STUDY MATERIAL |
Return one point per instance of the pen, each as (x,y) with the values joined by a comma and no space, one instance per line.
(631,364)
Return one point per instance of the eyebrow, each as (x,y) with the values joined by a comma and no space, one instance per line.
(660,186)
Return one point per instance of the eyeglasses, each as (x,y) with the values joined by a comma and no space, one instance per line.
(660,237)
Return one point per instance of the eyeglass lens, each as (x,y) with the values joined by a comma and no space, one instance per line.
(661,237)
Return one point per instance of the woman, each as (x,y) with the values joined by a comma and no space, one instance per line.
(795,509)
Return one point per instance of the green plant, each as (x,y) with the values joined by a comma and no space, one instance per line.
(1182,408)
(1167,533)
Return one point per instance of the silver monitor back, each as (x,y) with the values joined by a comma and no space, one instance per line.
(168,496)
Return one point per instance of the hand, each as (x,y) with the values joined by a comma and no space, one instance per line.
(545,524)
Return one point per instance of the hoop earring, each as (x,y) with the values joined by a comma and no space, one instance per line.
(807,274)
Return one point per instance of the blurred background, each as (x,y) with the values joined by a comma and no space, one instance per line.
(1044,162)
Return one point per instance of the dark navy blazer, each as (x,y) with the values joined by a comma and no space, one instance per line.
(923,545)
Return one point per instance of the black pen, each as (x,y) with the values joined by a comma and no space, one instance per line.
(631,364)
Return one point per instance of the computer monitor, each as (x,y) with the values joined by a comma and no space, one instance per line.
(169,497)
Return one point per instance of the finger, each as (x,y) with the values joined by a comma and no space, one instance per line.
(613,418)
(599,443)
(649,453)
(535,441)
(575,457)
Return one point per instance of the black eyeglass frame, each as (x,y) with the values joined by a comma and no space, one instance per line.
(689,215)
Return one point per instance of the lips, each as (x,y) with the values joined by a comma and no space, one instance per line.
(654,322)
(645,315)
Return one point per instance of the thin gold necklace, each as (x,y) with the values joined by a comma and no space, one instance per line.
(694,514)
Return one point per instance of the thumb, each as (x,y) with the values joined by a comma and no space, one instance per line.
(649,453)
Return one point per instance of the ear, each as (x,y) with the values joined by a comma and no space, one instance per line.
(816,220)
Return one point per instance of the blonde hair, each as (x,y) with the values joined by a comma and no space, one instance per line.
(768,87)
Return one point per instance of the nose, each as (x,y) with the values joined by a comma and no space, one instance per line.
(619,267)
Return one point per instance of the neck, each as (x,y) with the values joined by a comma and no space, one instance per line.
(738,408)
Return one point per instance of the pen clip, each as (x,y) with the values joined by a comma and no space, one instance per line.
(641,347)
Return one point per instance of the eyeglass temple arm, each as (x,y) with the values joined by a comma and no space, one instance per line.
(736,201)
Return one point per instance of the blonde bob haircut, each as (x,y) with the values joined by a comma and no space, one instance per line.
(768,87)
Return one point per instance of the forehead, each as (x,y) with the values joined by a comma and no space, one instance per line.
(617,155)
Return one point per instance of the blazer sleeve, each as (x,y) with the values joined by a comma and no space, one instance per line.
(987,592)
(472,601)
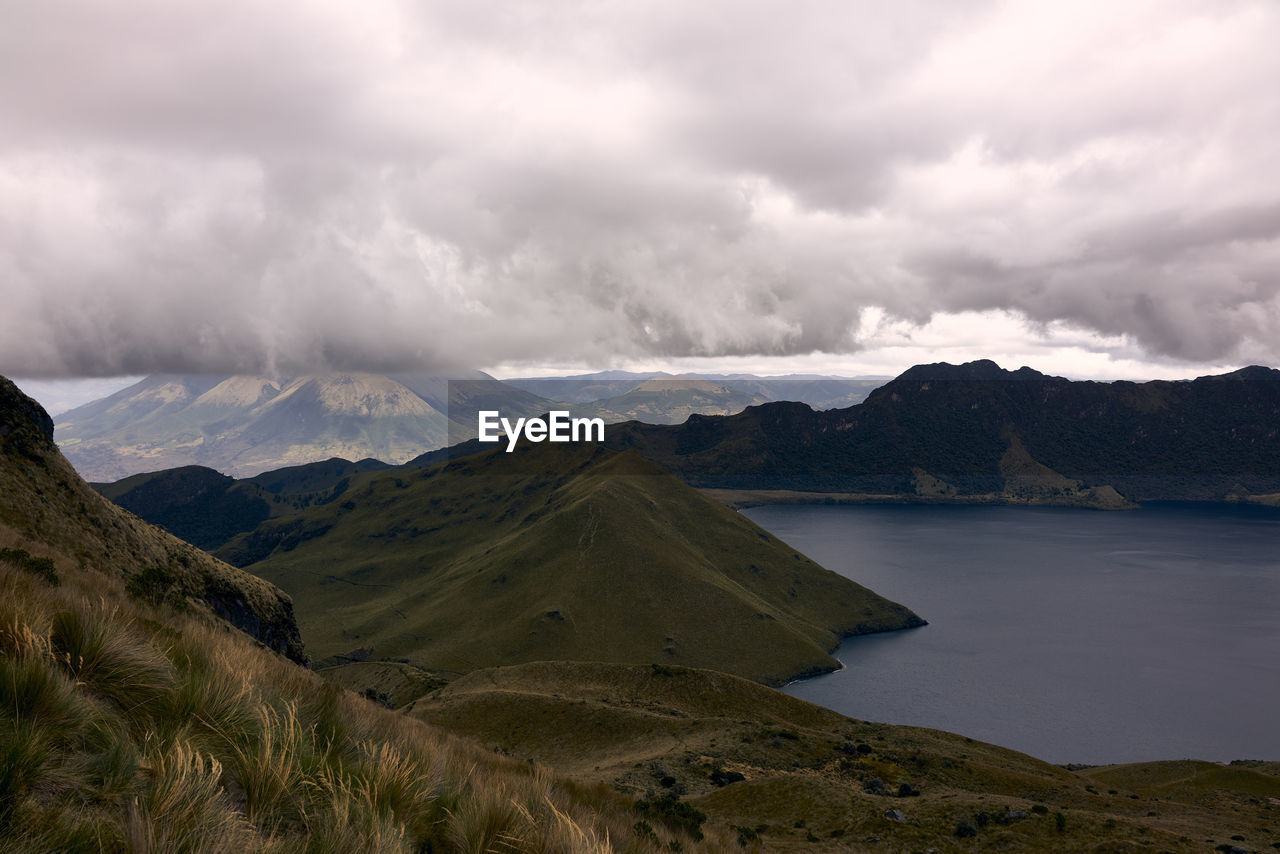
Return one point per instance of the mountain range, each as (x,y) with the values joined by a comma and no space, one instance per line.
(245,425)
(133,717)
(976,432)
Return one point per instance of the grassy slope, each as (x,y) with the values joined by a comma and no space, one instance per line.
(556,553)
(650,730)
(49,511)
(138,722)
(127,726)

EXERCISE DETAILS | Copy every line of the data exactly as written, excluding the pictures.

FINISHED EXERCISE |
Return one point per instance of the pen, each as (x,y) with the values joined by a comma and no space, one instance per line.
(631,364)
Return one point per instance of the eyebrow, each as (x,y) with the values joined by a comma and no space, one instance per line.
(660,186)
Return one point per instance of the eyeglasses, each as (x,y) with the values joined by a comma and no space, one instance per line.
(660,237)
Return one point per instance of the eyeglass lens, each as (x,y) with the values joined by a comma and no space, one instance per line.
(661,237)
Return one point per instance of the woman, each as (x,y) with the values joined by a comma and no space, one instance per line.
(795,509)
Return one point per instance of the green plant, each as (x,y) with the values joined by a comma and no space, one instance per line.
(1182,408)
(1167,533)
Return one point per instance of the silver monitor back, each as (x,y) with the values joined by a comma and no space, one instance per line.
(168,496)
Return one point per instance of the hand, each as (x,y) with the values joined by a comma and no space, one instance per line.
(545,524)
Return one point per instance of the hoop earring, each as (x,y) with the values joined by a comma and no space, one instance per line.
(807,274)
Return one point per instance of the blurred background, each as (x,y) with the values joined by a comma and no space, one instance per line.
(1044,162)
Return one point per instance of the dark navy blazer, each as (x,y) with the values joined by a comma and no space, one instance per line.
(923,545)
Return one point per instance of the black pen, each as (x,y) with the values joined by a comma and no space, one instance per line.
(631,364)
Return one point per instance of the computer monitor, each as (x,y) with the values joined by a comma and no space, one instance per line.
(169,497)
Return one point per instance of the finger, each as (x,y) with the values joined by a comma and no space, one instance per line.
(613,418)
(599,443)
(649,453)
(535,441)
(575,457)
Return one point per instance of the black eyeglass frame, each as (x,y) with the values joined by a comma and no space, one instance per line.
(689,215)
Return one point per instance of the lips, each as (x,y) with the values joined by a comma and no space, one instance per line.
(654,322)
(645,315)
Return one point per instance of the thin gold necklace, each as (x,y) with the values joined by a comma and no space, one instance per line.
(694,514)
Return one point per instance of the thumb, each as (x,y) with the values joined by a comma and no space, one instance per line.
(649,453)
Return one point per instance of the ear, each as (x,y) with the values joined by a comma and no space, one instance per line.
(816,220)
Return one point per instance of the blonde hair, each as (x,y) with the values joined by a comma and no space, one instance per line.
(768,87)
Return one point per instance of the nose, each as (x,y) with the values joined by a comma and no space, one instance per line.
(619,267)
Return one point per instance of the neck, each as (x,y) with the values joined by a comma and no space, one instance per line.
(738,408)
Return one point per instance of the pen clip, each as (x,y) with the values joined by a comma and no space, one instance per line.
(641,347)
Return one point per instance of the eyeglass temple arm, each as (x,y) with the values joined by a comma and no space, one instance per line.
(736,201)
Return one point per instance of the blonde bob haircut, each as (x,y) with the values joined by a comma and no space, one instance per line.
(768,87)
Return one point per instance of the forehead, each as (x,y) with the values joined by a comma and no space, one instance per line.
(617,155)
Return one point per instance of the blazer sleeve, each as (x,y) with the values joined by a comma and no space, one instance per line.
(987,592)
(472,601)
Return one point per instance of the mountain range, each as (x,y) with the values joined by a comma and no space, one instance per line.
(245,425)
(133,717)
(976,432)
Return one point per instance of the grassy slope, each as (x,y) with the values joined by a comma and no space, one instance per line.
(556,553)
(650,730)
(49,511)
(138,722)
(127,726)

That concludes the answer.